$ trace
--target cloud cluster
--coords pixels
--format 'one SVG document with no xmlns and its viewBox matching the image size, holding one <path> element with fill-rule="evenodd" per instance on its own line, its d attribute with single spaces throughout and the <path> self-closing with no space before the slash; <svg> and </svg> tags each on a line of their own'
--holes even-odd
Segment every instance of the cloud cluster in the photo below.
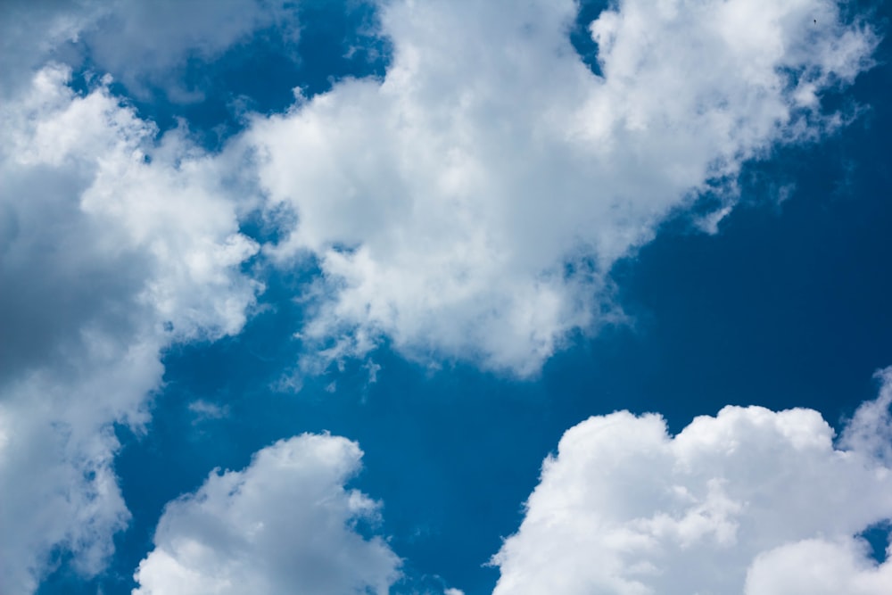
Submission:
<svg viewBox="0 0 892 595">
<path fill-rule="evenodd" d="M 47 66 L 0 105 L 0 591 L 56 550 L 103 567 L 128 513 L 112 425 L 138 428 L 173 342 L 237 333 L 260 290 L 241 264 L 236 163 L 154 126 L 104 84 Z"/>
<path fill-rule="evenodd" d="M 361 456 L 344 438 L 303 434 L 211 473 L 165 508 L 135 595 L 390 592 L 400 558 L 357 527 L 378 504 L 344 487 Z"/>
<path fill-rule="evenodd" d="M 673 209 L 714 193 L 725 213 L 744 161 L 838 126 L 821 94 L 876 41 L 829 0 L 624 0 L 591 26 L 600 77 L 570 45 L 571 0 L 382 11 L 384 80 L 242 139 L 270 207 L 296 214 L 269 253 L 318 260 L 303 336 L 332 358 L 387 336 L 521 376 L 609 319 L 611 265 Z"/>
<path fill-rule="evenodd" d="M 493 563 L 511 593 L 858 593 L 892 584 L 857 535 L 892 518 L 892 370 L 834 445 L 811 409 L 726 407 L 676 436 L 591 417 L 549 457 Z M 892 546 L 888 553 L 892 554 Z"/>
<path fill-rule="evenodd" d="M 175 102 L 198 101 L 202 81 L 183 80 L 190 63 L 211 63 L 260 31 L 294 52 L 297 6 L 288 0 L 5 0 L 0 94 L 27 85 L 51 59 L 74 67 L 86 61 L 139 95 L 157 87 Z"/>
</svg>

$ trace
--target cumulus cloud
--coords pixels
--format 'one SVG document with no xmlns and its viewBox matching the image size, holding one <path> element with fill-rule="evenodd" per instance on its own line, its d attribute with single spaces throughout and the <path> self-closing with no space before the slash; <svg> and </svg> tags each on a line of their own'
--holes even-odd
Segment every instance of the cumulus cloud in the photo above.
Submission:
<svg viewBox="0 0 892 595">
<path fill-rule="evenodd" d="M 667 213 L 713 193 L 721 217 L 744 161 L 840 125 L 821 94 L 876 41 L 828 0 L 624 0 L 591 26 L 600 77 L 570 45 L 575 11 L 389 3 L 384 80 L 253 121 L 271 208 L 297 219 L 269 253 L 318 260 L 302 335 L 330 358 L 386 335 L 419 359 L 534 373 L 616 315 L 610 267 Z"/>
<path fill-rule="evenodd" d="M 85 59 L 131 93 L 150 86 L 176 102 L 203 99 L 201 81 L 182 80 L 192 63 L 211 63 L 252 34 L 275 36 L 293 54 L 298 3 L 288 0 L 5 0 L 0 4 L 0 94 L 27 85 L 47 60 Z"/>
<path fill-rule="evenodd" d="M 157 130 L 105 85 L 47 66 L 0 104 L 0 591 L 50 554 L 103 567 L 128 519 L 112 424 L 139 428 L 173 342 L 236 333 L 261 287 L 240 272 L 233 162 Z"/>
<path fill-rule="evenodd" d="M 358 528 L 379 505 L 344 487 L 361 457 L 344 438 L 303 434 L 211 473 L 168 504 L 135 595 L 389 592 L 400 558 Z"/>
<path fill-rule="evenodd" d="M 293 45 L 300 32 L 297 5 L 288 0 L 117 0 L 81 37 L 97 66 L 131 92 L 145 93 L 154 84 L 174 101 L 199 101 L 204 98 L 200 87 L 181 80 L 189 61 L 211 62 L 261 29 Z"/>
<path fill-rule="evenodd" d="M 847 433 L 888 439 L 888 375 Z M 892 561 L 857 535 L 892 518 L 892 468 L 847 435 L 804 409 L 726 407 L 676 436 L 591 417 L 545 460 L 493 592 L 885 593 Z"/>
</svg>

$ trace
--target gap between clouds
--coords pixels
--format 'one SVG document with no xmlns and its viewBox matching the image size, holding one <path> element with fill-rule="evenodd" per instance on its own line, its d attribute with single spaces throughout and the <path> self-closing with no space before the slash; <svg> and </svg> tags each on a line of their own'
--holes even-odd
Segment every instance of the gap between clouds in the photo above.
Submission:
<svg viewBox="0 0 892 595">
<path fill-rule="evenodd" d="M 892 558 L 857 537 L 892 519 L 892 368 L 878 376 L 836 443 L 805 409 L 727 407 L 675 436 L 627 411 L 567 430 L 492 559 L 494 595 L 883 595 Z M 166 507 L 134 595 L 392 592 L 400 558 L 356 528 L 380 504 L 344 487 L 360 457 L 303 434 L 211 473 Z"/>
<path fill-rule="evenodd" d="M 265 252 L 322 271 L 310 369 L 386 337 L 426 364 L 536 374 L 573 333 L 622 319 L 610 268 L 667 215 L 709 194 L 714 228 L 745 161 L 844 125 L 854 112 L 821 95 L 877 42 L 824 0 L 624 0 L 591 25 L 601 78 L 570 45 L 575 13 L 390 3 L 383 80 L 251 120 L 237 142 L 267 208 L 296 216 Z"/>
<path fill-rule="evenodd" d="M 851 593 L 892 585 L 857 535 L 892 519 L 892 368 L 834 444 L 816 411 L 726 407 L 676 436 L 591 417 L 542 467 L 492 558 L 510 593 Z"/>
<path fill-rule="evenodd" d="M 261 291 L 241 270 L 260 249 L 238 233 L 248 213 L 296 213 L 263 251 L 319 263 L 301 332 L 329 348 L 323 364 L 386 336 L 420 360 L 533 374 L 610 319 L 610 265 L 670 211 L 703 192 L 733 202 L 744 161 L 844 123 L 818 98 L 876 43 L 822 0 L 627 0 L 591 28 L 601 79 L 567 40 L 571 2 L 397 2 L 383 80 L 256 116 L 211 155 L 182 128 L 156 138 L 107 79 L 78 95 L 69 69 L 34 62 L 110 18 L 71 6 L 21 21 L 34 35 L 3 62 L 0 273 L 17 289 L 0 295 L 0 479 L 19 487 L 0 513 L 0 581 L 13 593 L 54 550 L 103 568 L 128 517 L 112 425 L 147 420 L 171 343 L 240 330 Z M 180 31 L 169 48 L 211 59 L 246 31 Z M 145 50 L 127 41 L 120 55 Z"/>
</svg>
═══
Can you format all of the data above as a JSON list of strings, one string per line and no blank lines, with the pictures left out?

[
  "$ trace",
  "--target cloud cluster",
  "--coords pixels",
  "--format 'one SVG document with no xmlns and its viewBox matching the image size, holding one <path> element with fill-rule=\"evenodd\" per instance on its own line, its d attribute with single spaces throughout and the <path> self-closing with no space before the slash; <svg> and </svg> tags each on a line of their own'",
  "--holes even-odd",
  "Segment every instance of the cloud cluster in the photo below.",
  "Submission:",
  "<svg viewBox=\"0 0 892 595\">",
  "<path fill-rule=\"evenodd\" d=\"M 47 66 L 0 105 L 0 591 L 56 550 L 103 567 L 128 513 L 112 425 L 138 428 L 173 342 L 237 333 L 260 290 L 241 264 L 236 163 L 154 126 L 104 84 Z\"/>",
  "<path fill-rule=\"evenodd\" d=\"M 361 456 L 344 438 L 303 434 L 211 473 L 165 508 L 135 595 L 390 592 L 400 558 L 357 527 L 378 504 L 344 487 Z\"/>",
  "<path fill-rule=\"evenodd\" d=\"M 673 209 L 714 193 L 725 213 L 744 161 L 838 126 L 821 94 L 876 41 L 829 0 L 624 0 L 591 26 L 600 77 L 570 45 L 571 0 L 382 11 L 384 80 L 242 139 L 270 207 L 296 214 L 269 253 L 318 260 L 303 336 L 332 358 L 387 336 L 521 376 L 609 319 L 611 265 Z\"/>",
  "<path fill-rule=\"evenodd\" d=\"M 493 563 L 511 593 L 858 593 L 892 584 L 857 535 L 892 518 L 892 370 L 834 445 L 811 409 L 726 407 L 676 436 L 591 417 L 549 457 Z M 892 546 L 888 553 L 892 554 Z\"/>",
  "<path fill-rule=\"evenodd\" d=\"M 175 102 L 198 101 L 202 81 L 183 80 L 190 63 L 211 63 L 260 31 L 294 52 L 297 6 L 288 0 L 5 0 L 0 94 L 27 85 L 51 59 L 74 67 L 86 61 L 139 95 L 157 87 Z\"/>",
  "</svg>",
  "$ trace",
  "--target cumulus cloud",
  "--coords pixels",
  "--format 'one SVG document with no xmlns and its viewBox matching the image size, holding one <path> element with fill-rule=\"evenodd\" per instance on its own line, its d attribute with single spaces throughout and the <path> self-closing with no space before the slash; <svg> and </svg> tags each on a line of their own'",
  "--holes even-odd",
  "Segment every instance of the cumulus cloud in the photo above.",
  "Submission:",
  "<svg viewBox=\"0 0 892 595\">",
  "<path fill-rule=\"evenodd\" d=\"M 667 213 L 713 193 L 721 217 L 744 161 L 840 125 L 821 94 L 876 41 L 828 0 L 624 0 L 591 26 L 600 77 L 570 45 L 575 11 L 389 3 L 384 80 L 253 121 L 271 208 L 297 219 L 269 253 L 318 260 L 302 335 L 330 358 L 386 335 L 419 359 L 534 373 L 616 315 L 610 267 Z\"/>",
  "<path fill-rule=\"evenodd\" d=\"M 85 59 L 131 93 L 150 86 L 176 102 L 203 99 L 201 81 L 182 80 L 192 63 L 211 63 L 252 34 L 275 36 L 293 54 L 298 3 L 288 0 L 5 0 L 0 4 L 0 94 L 27 85 L 47 60 Z\"/>",
  "<path fill-rule=\"evenodd\" d=\"M 157 130 L 105 85 L 47 66 L 0 104 L 0 591 L 50 554 L 103 567 L 128 519 L 112 424 L 139 428 L 173 342 L 236 333 L 261 287 L 240 272 L 233 162 Z\"/>",
  "<path fill-rule=\"evenodd\" d=\"M 358 528 L 379 505 L 344 487 L 361 457 L 344 438 L 303 434 L 211 473 L 168 504 L 135 595 L 389 592 L 400 558 Z\"/>",
  "<path fill-rule=\"evenodd\" d=\"M 293 45 L 300 32 L 297 5 L 288 0 L 117 0 L 81 37 L 97 66 L 131 92 L 145 93 L 154 84 L 174 101 L 199 101 L 204 98 L 200 87 L 181 80 L 189 61 L 211 62 L 261 29 Z\"/>",
  "<path fill-rule=\"evenodd\" d=\"M 847 433 L 888 439 L 888 375 Z M 892 561 L 857 535 L 892 518 L 892 468 L 847 435 L 804 409 L 726 407 L 676 436 L 591 417 L 545 460 L 493 592 L 885 593 Z\"/>",
  "</svg>",
  "$ trace",
  "--target gap between clouds",
  "--coords pixels",
  "--format 'one SVG document with no xmlns and its viewBox matching the image size, holding one <path> element with fill-rule=\"evenodd\" per instance on its own line, its d attribute with single spaces throughout and the <path> self-closing with no space before the slash; <svg> and </svg> tags each on a line of their own'",
  "--holes even-odd",
  "Segment every instance of the gap between clouds in the photo above.",
  "Submission:",
  "<svg viewBox=\"0 0 892 595\">",
  "<path fill-rule=\"evenodd\" d=\"M 892 558 L 857 537 L 892 519 L 892 368 L 878 376 L 836 443 L 805 409 L 727 407 L 675 436 L 627 411 L 567 430 L 492 559 L 494 595 L 883 595 Z M 166 507 L 134 595 L 392 592 L 400 558 L 356 528 L 380 504 L 344 487 L 360 457 L 303 434 L 211 473 Z\"/>",
  "<path fill-rule=\"evenodd\" d=\"M 265 252 L 322 271 L 310 369 L 386 337 L 426 364 L 536 374 L 573 333 L 622 319 L 610 268 L 667 215 L 709 194 L 714 228 L 745 161 L 844 125 L 854 112 L 821 95 L 877 42 L 824 0 L 624 0 L 591 25 L 601 78 L 570 45 L 575 13 L 390 3 L 383 80 L 251 120 L 237 142 L 267 208 L 296 216 Z\"/>",
  "<path fill-rule=\"evenodd\" d=\"M 851 593 L 892 585 L 857 535 L 892 519 L 892 368 L 834 444 L 816 411 L 726 407 L 676 436 L 591 417 L 542 467 L 492 558 L 510 593 Z\"/>",
  "<path fill-rule=\"evenodd\" d=\"M 261 291 L 241 270 L 260 249 L 238 233 L 248 213 L 296 213 L 263 251 L 319 263 L 301 332 L 329 348 L 323 364 L 386 336 L 420 360 L 533 374 L 610 319 L 610 265 L 670 211 L 703 192 L 733 202 L 744 161 L 844 123 L 818 98 L 876 43 L 822 0 L 627 0 L 591 28 L 601 79 L 567 40 L 571 2 L 397 2 L 383 80 L 256 116 L 211 155 L 182 128 L 156 138 L 107 79 L 78 95 L 69 69 L 34 62 L 110 18 L 71 6 L 21 21 L 34 35 L 3 62 L 0 273 L 17 289 L 0 295 L 0 479 L 19 487 L 0 513 L 0 581 L 13 593 L 54 550 L 103 568 L 128 517 L 112 425 L 147 420 L 171 343 L 240 330 Z M 180 31 L 169 48 L 211 59 L 246 31 Z M 145 50 L 127 41 L 120 55 Z\"/>",
  "</svg>"
]